----- Data provided -----

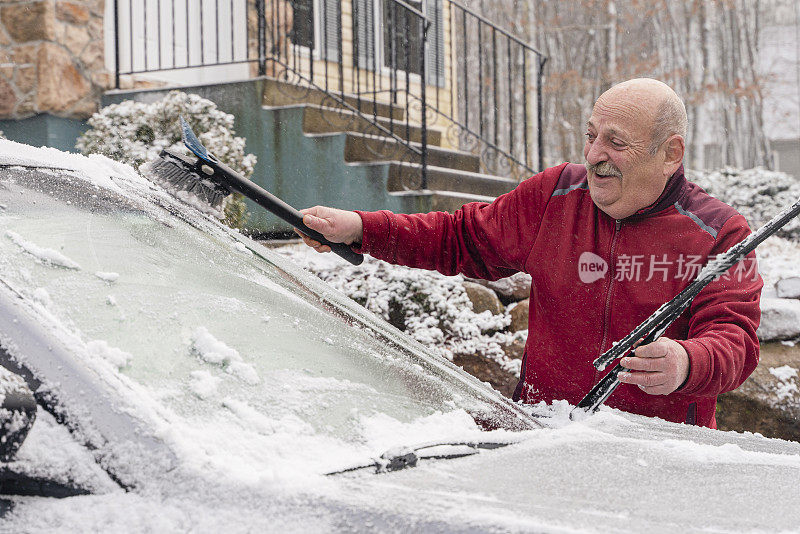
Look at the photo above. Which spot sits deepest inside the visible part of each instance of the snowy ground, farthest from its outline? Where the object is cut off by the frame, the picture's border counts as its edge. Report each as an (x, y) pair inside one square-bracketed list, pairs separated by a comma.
[(438, 312), (432, 308)]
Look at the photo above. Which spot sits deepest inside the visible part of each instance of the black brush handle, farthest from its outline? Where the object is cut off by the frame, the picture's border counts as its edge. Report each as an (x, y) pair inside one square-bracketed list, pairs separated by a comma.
[(232, 180)]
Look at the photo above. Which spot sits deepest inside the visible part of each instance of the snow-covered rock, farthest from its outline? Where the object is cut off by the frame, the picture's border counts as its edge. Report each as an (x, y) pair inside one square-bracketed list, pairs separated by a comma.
[(512, 289), (758, 194), (483, 298), (519, 316), (769, 400), (780, 319), (788, 288)]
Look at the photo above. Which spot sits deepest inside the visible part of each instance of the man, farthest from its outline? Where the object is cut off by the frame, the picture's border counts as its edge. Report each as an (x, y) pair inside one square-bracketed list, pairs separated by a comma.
[(606, 244)]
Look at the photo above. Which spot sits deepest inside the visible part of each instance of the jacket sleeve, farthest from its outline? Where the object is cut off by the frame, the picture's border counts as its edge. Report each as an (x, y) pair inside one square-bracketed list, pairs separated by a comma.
[(722, 344), (479, 240)]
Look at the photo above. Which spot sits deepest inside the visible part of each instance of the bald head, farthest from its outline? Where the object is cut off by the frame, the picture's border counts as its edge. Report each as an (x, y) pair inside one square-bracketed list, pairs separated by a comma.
[(656, 101)]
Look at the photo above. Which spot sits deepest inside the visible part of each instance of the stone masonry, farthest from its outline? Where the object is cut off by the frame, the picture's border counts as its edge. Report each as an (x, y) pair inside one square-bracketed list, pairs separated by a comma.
[(52, 58)]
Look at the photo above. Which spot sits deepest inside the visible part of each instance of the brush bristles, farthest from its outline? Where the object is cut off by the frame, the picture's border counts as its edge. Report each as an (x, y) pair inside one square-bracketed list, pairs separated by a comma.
[(180, 174)]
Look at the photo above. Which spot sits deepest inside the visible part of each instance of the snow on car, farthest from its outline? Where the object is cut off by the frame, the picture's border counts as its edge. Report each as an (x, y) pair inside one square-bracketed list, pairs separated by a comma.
[(189, 379)]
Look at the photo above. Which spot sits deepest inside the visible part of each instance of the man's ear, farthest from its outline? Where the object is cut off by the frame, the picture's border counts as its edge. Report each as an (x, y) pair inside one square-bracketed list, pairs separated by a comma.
[(674, 149)]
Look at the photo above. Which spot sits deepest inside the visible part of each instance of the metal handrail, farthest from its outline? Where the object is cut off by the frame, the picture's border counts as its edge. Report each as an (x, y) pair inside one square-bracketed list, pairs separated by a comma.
[(503, 124)]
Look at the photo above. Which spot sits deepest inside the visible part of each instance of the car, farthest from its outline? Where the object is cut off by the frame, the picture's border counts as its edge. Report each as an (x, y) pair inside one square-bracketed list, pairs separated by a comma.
[(188, 379)]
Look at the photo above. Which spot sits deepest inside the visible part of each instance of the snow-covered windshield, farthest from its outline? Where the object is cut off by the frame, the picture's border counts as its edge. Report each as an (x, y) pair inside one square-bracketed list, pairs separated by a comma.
[(240, 350)]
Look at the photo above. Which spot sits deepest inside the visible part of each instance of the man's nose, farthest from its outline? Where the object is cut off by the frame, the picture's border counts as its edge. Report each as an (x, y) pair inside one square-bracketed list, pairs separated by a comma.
[(596, 153)]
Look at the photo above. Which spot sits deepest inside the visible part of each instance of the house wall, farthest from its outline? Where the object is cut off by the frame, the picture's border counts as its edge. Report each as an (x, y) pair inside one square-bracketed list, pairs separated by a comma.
[(51, 58), (440, 97)]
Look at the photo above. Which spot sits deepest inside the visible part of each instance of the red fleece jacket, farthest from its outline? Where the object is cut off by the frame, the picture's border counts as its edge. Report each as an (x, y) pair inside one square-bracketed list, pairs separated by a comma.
[(595, 279)]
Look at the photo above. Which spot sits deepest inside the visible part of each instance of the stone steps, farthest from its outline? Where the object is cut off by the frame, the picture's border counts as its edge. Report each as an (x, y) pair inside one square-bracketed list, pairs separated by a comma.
[(408, 176), (282, 93), (321, 120), (360, 147), (453, 176)]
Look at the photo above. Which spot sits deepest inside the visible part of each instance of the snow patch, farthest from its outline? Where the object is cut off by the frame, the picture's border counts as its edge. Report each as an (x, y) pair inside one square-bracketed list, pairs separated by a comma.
[(787, 386), (431, 308), (211, 350), (44, 255), (241, 247), (204, 384), (107, 277), (116, 357)]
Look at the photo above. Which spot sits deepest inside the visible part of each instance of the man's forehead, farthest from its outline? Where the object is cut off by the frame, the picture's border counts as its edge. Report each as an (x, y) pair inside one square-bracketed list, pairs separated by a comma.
[(608, 127)]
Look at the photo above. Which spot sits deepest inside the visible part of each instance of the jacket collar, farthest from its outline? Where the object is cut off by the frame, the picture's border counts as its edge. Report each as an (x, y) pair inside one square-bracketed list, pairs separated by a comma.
[(668, 197)]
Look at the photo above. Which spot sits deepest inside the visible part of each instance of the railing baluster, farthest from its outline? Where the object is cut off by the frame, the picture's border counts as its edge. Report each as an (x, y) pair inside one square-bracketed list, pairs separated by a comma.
[(408, 77), (158, 24), (116, 44), (202, 34), (173, 33), (392, 63), (510, 102), (356, 53), (312, 47), (406, 31), (539, 73), (374, 70), (262, 38), (340, 47), (480, 77), (325, 40), (130, 35), (525, 108), (466, 55), (188, 43), (494, 87), (424, 127), (144, 17)]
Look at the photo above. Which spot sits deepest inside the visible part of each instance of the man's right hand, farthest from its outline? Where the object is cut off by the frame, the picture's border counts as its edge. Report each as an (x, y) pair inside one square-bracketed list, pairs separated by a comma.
[(338, 226)]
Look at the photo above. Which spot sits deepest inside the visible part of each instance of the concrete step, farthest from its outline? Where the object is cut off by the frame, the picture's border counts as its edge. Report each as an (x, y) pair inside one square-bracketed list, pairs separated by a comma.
[(282, 93), (440, 200), (360, 147), (408, 176), (320, 119)]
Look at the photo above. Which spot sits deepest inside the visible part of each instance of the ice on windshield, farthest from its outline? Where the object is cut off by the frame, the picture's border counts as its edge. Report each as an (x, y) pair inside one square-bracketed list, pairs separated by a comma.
[(251, 364)]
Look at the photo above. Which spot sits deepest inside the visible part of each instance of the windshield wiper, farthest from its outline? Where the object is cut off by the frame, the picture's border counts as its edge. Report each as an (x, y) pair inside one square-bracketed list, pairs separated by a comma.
[(399, 458)]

-----

Directive: Reproduce all of the entries above verbatim, leaving out the pictures.

Answer for the task:
Look at the photo above. Which spot sits deepest inside the visible part of each instance of the snowy ground, farthest from its outline? Where the object is cut off by the frame, the picture's border counts as its edge. Report each as an (x, y) pair inside one square-bracketed list, pairs separated by a comma.
[(438, 312), (432, 308)]
Look at the photo above. Which spot sits deepest inside the visible part of each instance of the black brush handle, farthest from its outline? Where the object is cut off by the frame, the picture's border counts as its edge. Report each as an (x, y) pair inside one square-bracketed list, pairs separated by a comma.
[(232, 180)]
Look at the photo above. Which spot sits deepest inside the visible part of each instance of the snow-covered rock, farthest from its outline? Where the object is cut off by the frame, the picture's border counts as its edge. Report each as an (x, y) pair inside one square-bracketed list, pairs separated by a comma.
[(512, 289), (758, 194), (483, 298), (519, 316), (769, 400), (780, 319), (788, 288)]
Look at the photo above. Which spot sits deepest inside the visible part of each instance of the man, farthest from its outline? Where the object is cut off by the frame, the picture's border counts as its edge. Report each as an (x, y) pair inside one square-bracketed list, pairs separated by a comma.
[(606, 244)]
Look at the photo above. Which spot sits deepest inside the visible part of each instance of the jacket sleeve, farthest from its outline? Where the object is cut off by the frame, the picture's border counts as its edge. Report each as an (x, y) pair inside one square-bracketed list, pairs separated by a comma.
[(722, 344), (479, 240)]
Look at the photo above. Which spot sits deepest inside the visible part of each instance of the bald head, farthest from its outline? Where the object is cut off by the frame, the picture's border counts as its edge. Report each as an (x, y) pair inside one square-bracketed list, pairs separated by a comma.
[(656, 101)]
Look at the photo above. Which spot sits deepest inside the visible part of each instance of the stone masonry, farthest from its outline? Where the object is cut off by the frame, the picture's border counts as its edge. Report each as an (x, y) pair inside one square-bracketed list, pairs separated by a comma.
[(52, 58)]
Look at the photo above. Which spot sits deepest inside the visible part of each instance of the brush bristles, farthest from its outline? Where the object is cut off by the frame, the picture's border counts as its edge. Report each as an (x, y) pair inside one square-bracketed list, pairs separated by a comma.
[(180, 174)]
Look at the photo above. Which spot sits deepest inside the visible part of each instance of the snow on car, farthest from its outline? Where the object is cut off by the frame, the picture's border counts as its edge. Report each as an (x, y) pair inside one square-bracketed list, pairs separated by a comma.
[(189, 379)]
Look at the photo above. Which spot sits deepest inside the visible part of each instance of the man's ear, farthest from its outline? Where the object is cut off by the frame, the picture's border counts as its edge. Report each as an (x, y) pair inside one square-bracketed list, pairs separated by a comma.
[(674, 149)]
Look at the photo above. Which spot sits deepest inside the visible part of each instance of the metal handrail, farthest from its outline? Where the object is cut off by the frame, the picture's border counts as its edge. Report each as an (x, y) pair inside one square-bracketed list, pairs separated by a comma.
[(503, 124)]
Look at the photo above. Which spot sits deepest inside the visible part of each instance of the car, farthest from its outline? Where the object is cut off by the frame, the picture's border counts as its edge. Report each as an (x, y) pair inside one square-bracketed list, pairs separated by a comma.
[(188, 379)]
Look at the photo above. Which spot sits deepest inside the visible part of each instance of the snow-covered windshield, farthest from its outline? Where the object is cut off by the frame, the picture's border counts as its edge. Report each as an (x, y) pair inside one square-bracketed list, pairs separated by a comma.
[(240, 350)]
Look at the photo above. Which spot sits deepest inside the visible part of each instance of the man's nose, farthest from its outline? Where the object is cut off by the frame, the picture's border counts as its edge. Report each as an (x, y) pair inside one square-bracketed list, pairs separated by a comma.
[(596, 153)]
Look at the photo above. Which spot sits deepest inside the visible part of each instance of the house wall, farthest from its outline? Where the object is cut off by the frame, the picture's border counts as its edge. Report each as an (x, y) pair inside one square-bracketed list, pairs separated by a comma.
[(51, 58), (440, 97)]
Look at the photo above. Which spot sits deepest inside the visible part of each instance of the red fleece jacket, farthest from its outline? Where the object is cut off by the frame, the picture's border counts as its edge. Report each as an (x, y) pair inside one square-bracketed list, pairs separated by a comma.
[(595, 279)]
Look at the photo above. Which spot sits deepest inside the visible part of each instance of the stone steps, farthest from its outline? Where the object is cut off by the frame, the picture's border counts as its edge. Report each as an (x, y) pair inside one square-bracketed list, pairs separated by a comma.
[(408, 176), (282, 93), (321, 120), (360, 147), (453, 176)]
Look at the photo above. Which spot sits deepest inside the visible part of each instance of the snow patch, farthest from its outline? Where the object is cut off by the frame, the picture's border counts as its edge. Report each as an (x, y) pair inside one square-bracketed list, pairs separated by a comma.
[(787, 386), (431, 308), (211, 350), (44, 255), (241, 247), (204, 384), (107, 277), (116, 357)]
Look at the photo above. Which spot sits deepest inside the visible part of each instance of the man's forehead, farthest from its outline? Where the object is cut off by the frame, the picture's border counts as its edge. Report each as an (x, y) pair inside one square-bracketed list, pairs separated by a comma.
[(608, 127)]
Look at the photo above. Which spot sits deepest inside the visible part of each instance of the jacket collar, farthest from its outline? Where the object is cut off by the frame, the picture's border counts as its edge. Report each as an (x, y) pair inside one square-bracketed list, pairs separated by a comma.
[(668, 197)]
Look at the photo above. Which spot sits deepest inside the visible part of each instance of the railing baluster, farthest from its outline? Where the object is cut off by the frame, the picture's border counts as its edge. Report each as an (x, y) pair inside one square-bracketed list, pairs separated by a comma.
[(408, 77), (158, 24), (116, 44), (202, 34), (173, 33), (392, 63), (510, 102), (356, 53), (312, 47), (406, 31), (539, 73), (374, 70), (262, 38), (340, 47), (480, 77), (325, 40), (130, 35), (525, 108), (466, 55), (188, 43), (494, 87), (424, 127), (144, 17)]
Look at the photo above. Which spot sits deepest inside the visible part of each instance of the man's right hand, farthest from its outline? Where the object is cut off by the frame, the picture's border counts as its edge. Report each as an (x, y) pair inside one square-bracketed list, pairs separated by a comma.
[(338, 226)]
Look at the photo above. Which spot sits deepest inside the visible part of each instance of the concrete step, farthest from its outline? Where the object is cut off by the frame, the picture's border counts as its edge. Report each as an (x, y) pair inside one square-bracketed list, pairs separated by a comma.
[(282, 93), (440, 200), (360, 147), (408, 176), (320, 119)]
Look at the photo above. Which spot sits deepest inside the visible part of each instance of the ice on windshield, farthest from its outline? Where the object is cut off by the frame, the picture's border counts as its edge. Report each as an (x, y) pair inside one square-bracketed list, pairs separated by a comma.
[(251, 364)]
Look at the photo above. Which spot sits deepest inside the visible part of each instance of the windshield wiper, farthest from its outline? Where the object is cut off by the frame, the picture's border counts as its edge. Report each as an (x, y) pair inside one square-bracketed list, pairs separated by a comma.
[(399, 458)]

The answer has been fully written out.